> _WRITTEN REQUEST_
Rewrite the listing from its start through the line holding "(80, 35), (201, 88)", inclusive, keeping the request text as is. Shift every coordinate in the answer boxes up by 109.

(Rows from a box-labeling dataset)
___
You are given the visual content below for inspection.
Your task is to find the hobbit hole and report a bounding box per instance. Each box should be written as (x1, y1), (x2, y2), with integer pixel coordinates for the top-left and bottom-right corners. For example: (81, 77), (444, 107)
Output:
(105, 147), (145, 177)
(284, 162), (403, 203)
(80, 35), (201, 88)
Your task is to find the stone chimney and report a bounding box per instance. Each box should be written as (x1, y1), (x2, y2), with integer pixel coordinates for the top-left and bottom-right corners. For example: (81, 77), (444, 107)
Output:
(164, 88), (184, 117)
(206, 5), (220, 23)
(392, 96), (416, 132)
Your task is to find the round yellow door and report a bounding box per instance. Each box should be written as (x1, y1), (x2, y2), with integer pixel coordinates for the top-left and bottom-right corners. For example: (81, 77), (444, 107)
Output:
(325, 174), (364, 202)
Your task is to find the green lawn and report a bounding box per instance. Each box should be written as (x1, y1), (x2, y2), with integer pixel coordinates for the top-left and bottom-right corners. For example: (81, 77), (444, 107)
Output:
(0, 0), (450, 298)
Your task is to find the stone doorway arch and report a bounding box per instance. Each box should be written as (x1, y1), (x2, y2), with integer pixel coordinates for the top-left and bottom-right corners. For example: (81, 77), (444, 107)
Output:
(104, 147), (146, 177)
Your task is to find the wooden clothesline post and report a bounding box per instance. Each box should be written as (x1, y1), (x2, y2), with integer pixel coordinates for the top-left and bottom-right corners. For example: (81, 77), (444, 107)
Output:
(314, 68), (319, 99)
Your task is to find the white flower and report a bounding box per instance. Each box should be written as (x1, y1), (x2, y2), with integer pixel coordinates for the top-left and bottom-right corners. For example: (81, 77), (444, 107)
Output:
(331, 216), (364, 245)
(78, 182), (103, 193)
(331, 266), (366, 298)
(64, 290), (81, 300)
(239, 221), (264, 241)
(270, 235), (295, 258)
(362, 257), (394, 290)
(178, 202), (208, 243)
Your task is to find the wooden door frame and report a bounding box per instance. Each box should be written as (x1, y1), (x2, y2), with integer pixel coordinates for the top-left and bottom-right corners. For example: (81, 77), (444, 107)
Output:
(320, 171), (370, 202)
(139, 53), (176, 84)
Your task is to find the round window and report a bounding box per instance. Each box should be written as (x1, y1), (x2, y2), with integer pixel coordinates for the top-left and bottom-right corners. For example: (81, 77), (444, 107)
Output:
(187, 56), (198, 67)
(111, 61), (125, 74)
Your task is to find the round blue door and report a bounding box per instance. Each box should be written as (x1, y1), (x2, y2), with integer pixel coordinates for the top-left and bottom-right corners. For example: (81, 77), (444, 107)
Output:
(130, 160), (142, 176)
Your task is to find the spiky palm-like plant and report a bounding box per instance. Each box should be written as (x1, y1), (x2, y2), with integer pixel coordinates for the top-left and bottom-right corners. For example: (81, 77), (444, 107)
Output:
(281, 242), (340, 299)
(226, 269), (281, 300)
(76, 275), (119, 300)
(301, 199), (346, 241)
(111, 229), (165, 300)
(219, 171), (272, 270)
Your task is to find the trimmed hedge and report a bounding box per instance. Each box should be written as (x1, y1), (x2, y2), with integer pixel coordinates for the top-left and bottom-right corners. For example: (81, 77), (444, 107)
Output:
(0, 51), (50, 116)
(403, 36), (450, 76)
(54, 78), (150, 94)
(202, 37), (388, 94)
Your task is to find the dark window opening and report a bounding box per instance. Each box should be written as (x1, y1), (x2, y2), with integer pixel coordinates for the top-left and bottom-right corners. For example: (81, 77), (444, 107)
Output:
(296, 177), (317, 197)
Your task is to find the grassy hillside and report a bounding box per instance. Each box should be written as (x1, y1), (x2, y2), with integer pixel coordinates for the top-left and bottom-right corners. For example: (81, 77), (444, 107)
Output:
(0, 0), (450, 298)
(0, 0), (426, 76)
___
> _THE RESPONSE_
You are given the visual content below for inspection.
Your task is to find the hobbit hole and report a bounding box per instance. Each box should be written as (x1, y1), (x2, y2), with integer pixel coordinates for the top-left and bottom-right corners. For example: (81, 77), (444, 107)
Output:
(214, 256), (254, 286)
(393, 271), (512, 312)
(189, 144), (310, 197)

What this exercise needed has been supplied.